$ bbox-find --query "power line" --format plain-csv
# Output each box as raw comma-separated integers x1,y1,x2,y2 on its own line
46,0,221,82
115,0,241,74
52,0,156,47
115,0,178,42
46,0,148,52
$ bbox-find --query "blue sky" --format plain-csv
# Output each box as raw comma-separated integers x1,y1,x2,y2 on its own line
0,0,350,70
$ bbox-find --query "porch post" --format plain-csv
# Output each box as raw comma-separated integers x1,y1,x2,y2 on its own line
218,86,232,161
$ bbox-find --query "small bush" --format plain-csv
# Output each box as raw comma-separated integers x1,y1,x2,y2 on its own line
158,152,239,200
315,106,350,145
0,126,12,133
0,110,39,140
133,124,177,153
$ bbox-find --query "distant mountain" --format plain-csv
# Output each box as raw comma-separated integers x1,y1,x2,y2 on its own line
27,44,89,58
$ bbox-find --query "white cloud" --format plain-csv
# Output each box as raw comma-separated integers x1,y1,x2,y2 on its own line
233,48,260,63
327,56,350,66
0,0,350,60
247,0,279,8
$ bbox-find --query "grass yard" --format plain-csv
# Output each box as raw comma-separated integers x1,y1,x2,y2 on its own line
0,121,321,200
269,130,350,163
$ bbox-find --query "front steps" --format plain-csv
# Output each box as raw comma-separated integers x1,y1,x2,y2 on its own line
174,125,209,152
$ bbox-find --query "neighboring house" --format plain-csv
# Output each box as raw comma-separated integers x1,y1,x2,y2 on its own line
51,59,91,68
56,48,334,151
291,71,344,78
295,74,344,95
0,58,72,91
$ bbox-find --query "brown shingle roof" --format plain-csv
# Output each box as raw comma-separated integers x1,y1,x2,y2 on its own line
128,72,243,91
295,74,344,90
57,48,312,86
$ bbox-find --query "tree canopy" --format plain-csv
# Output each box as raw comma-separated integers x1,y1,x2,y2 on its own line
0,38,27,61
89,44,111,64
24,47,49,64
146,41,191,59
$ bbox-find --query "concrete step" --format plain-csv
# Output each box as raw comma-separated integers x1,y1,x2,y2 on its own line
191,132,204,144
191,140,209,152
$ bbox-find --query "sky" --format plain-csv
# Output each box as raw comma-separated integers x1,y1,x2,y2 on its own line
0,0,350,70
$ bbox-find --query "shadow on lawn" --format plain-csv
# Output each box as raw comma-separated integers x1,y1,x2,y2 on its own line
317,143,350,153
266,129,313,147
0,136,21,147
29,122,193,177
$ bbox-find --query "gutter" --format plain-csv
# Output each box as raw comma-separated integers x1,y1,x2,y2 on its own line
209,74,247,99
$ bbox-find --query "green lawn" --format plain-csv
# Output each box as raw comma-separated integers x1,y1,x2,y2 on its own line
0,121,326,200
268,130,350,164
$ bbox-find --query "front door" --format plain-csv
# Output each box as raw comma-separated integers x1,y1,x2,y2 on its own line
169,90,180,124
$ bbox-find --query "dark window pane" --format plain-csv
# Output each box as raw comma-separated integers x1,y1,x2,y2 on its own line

***

How many lines in the listing above contain the string "front"? Matching is case-sensitive; output only the count.

Full response ▸ 2